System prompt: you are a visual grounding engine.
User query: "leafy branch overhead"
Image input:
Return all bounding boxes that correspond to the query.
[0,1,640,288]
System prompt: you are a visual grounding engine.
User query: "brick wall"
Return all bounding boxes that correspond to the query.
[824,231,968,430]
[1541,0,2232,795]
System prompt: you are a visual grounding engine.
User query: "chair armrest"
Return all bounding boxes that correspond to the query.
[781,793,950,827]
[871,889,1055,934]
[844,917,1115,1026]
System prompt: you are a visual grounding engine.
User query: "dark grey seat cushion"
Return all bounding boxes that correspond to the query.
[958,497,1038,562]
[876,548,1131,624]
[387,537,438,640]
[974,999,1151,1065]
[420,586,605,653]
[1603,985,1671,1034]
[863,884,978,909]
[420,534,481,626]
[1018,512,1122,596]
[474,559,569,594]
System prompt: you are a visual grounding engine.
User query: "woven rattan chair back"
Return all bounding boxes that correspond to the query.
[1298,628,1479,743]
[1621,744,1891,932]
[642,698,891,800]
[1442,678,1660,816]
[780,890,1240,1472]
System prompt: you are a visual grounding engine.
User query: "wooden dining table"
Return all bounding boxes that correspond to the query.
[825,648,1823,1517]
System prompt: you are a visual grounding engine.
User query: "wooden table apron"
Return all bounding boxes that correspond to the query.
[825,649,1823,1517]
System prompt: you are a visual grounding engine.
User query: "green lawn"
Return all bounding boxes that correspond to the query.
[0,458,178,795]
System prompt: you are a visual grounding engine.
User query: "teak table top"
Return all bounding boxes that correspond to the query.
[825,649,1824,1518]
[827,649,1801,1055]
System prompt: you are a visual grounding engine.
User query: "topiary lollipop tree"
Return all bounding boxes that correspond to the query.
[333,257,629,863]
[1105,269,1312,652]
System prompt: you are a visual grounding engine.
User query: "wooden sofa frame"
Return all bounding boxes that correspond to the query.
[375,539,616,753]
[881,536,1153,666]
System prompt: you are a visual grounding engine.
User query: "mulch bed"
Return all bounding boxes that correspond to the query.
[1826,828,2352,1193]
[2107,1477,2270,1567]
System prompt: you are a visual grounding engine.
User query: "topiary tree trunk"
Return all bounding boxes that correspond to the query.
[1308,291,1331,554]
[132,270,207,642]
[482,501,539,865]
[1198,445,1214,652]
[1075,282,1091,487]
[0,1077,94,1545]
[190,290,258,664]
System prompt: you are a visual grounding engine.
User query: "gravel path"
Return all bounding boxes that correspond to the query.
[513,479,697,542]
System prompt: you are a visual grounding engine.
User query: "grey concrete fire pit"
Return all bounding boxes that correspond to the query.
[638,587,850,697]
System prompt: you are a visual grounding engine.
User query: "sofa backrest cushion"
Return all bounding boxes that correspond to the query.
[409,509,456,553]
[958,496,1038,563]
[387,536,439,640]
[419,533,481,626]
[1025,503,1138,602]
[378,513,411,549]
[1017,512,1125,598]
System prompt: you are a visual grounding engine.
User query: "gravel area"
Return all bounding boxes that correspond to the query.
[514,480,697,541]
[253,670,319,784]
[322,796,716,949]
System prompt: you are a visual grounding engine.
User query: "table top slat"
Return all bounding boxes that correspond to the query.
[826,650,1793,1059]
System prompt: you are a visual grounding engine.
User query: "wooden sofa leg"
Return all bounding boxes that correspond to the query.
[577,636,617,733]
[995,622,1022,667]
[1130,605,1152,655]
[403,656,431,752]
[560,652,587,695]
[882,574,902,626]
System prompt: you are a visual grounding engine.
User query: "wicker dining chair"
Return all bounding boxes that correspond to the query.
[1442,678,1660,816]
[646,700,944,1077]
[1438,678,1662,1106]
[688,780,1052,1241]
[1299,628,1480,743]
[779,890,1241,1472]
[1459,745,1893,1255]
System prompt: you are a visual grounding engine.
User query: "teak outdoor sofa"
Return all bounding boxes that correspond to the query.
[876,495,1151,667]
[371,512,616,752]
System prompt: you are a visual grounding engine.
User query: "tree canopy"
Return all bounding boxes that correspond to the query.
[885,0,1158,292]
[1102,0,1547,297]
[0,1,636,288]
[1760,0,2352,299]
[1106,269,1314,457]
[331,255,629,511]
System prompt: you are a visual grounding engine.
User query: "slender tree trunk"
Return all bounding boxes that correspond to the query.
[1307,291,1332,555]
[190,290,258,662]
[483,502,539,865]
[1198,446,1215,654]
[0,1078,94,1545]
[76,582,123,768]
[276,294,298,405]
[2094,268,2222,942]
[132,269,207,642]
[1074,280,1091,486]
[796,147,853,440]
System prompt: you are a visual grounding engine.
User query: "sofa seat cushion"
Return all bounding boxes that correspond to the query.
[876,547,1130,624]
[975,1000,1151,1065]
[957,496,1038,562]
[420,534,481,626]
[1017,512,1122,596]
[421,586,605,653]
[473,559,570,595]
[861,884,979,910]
-=-=-=-=-
# BRIEF
This calls for repeating all of the records, character for character.

# RESULT
System prompt: you are a visual grounding engine.
User query: "leafy branch overhead"
Image input:
Return all bounding boxes that correspond to the query.
[0,1,640,288]
System prompt: you are a visual grounding engine.
User query: "brick wall"
Return all bounding boxes that correspond to the query.
[824,231,968,430]
[1541,0,2232,795]
System prompt: you are a visual grounding engine.
User query: "chair armrest"
Return all bounding boxes that correspond to the query.
[781,793,950,827]
[871,889,1055,934]
[844,917,1115,1026]
System prompt: you are a visual grounding engine.
User query: "dark grey seat cushion"
Return all bounding boxes that correspond to the query.
[958,497,1038,562]
[876,548,1131,624]
[387,537,438,640]
[974,999,1151,1065]
[420,586,605,653]
[1603,985,1671,1034]
[863,884,978,909]
[420,534,481,626]
[1018,512,1122,596]
[474,559,569,594]
System prompt: you are a visual grounding engine.
User query: "woven rattan chair back"
Return all bounding boxes that correspond to the query.
[1298,628,1479,743]
[1621,744,1891,932]
[642,698,891,800]
[1442,678,1660,816]
[780,890,1240,1472]
System prompt: you are a visual grounding engine.
User query: "wooden dining table"
Return all bounding boxes that correspond to the query.
[825,648,1823,1517]
System prompt: you are a visual grounding engine.
User query: "wooden table apron"
Return all bounding boxes that correspond to the query.
[825,649,1823,1517]
System prompt: you are a visual grounding engine.
User query: "green lawn"
Return all bounding boxes that correspond to the query.
[0,458,178,795]
System prompt: you are a visual grounding engine.
User query: "teak table top"
Return all bounding boxes that correspond to the query.
[825,649,1824,1518]
[827,649,1801,1055]
System prompt: you are a visual grounding engine.
User query: "topiary lollipop tree"
Return all bounding boxes that correspond to the query.
[333,257,629,863]
[1105,269,1312,652]
System prompt: you are a visual grounding engine.
User query: "wooden sofa frame"
Return all bounding boxes that correspond to the query.
[375,539,616,753]
[881,536,1153,666]
System prompt: you are a visual grounding engine.
User query: "mulch bed"
Return all bounding boxes that correspond to the query.
[1826,828,2352,1193]
[2107,1477,2270,1567]
System prompt: you are a visual grounding engine.
User query: "topiary tree trunk"
Return all bounding boxes that correspond to the query.
[1308,291,1331,554]
[132,270,207,642]
[482,501,539,865]
[1198,445,1214,652]
[1075,282,1091,487]
[0,1077,94,1545]
[190,290,258,664]
System prompt: you are a visual grounding engine.
User query: "gravel path"
Return all bounding boxes that correspond to the query.
[513,479,697,542]
System prompt: you are a visual grounding engine.
User query: "grey concrete fire pit"
Return all bounding boxes that correspond to the query.
[638,587,850,697]
System prompt: you are a visual grounding engine.
User query: "sofa backrest cushion"
Return all bounding boxes that correspond to the query.
[409,509,456,553]
[958,496,1038,563]
[387,536,439,640]
[419,533,481,626]
[1025,503,1138,602]
[378,513,411,549]
[1017,512,1125,598]
System prompt: you are a visual grounding engine.
User query: "gravel area"
Return all bounding boxes that correspond to the query.
[514,480,697,541]
[253,670,319,784]
[322,796,716,949]
System prompt: you are a visual grounding engine.
User query: "table top slat"
Return all bounding boxes that correspond to the query.
[826,650,1793,1059]
System prompt: you are a visual grounding engine.
User query: "wooden sofa leg"
Return all bounding boxes that correspond to the query.
[577,636,617,733]
[995,622,1022,667]
[1130,605,1152,655]
[403,656,431,752]
[560,652,587,695]
[882,574,902,626]
System prompt: you are a visual grounding engine.
User query: "wicker dining chair"
Return all bounding boxes that correspond to the query.
[1442,678,1660,816]
[646,700,944,1077]
[1438,678,1662,1106]
[688,780,1052,1241]
[1299,628,1480,743]
[779,890,1241,1472]
[1459,745,1893,1255]
System prompt: you are a visual grounding engine.
User query: "teak outdoor sofa"
Return all bounding boxes that correspond to the query.
[876,495,1151,667]
[371,512,616,752]
System prompt: you are a visual grounding engine.
User query: "tree canopy"
Return all bounding boxes that correspond to the query.
[885,0,1158,292]
[1102,0,1547,297]
[0,1,636,288]
[1760,0,2352,299]
[1106,269,1314,457]
[331,255,629,511]
System prompt: you are a visual grounding engine.
User query: "slender tree trunk"
Return all bounding boxes that correspond to the query.
[1307,291,1332,555]
[190,290,258,662]
[483,502,539,865]
[1198,446,1215,654]
[0,1078,94,1545]
[76,582,123,768]
[276,294,298,405]
[2094,268,2222,942]
[132,269,207,642]
[1074,280,1091,486]
[796,147,853,440]
System prompt: you are a visual grounding engine.
User query: "sofa seat cushion"
Return all bounding boxes that correspond to the query.
[876,547,1130,624]
[975,1000,1151,1065]
[957,496,1038,562]
[420,534,481,626]
[1017,512,1122,596]
[421,586,605,653]
[473,559,570,595]
[861,884,979,910]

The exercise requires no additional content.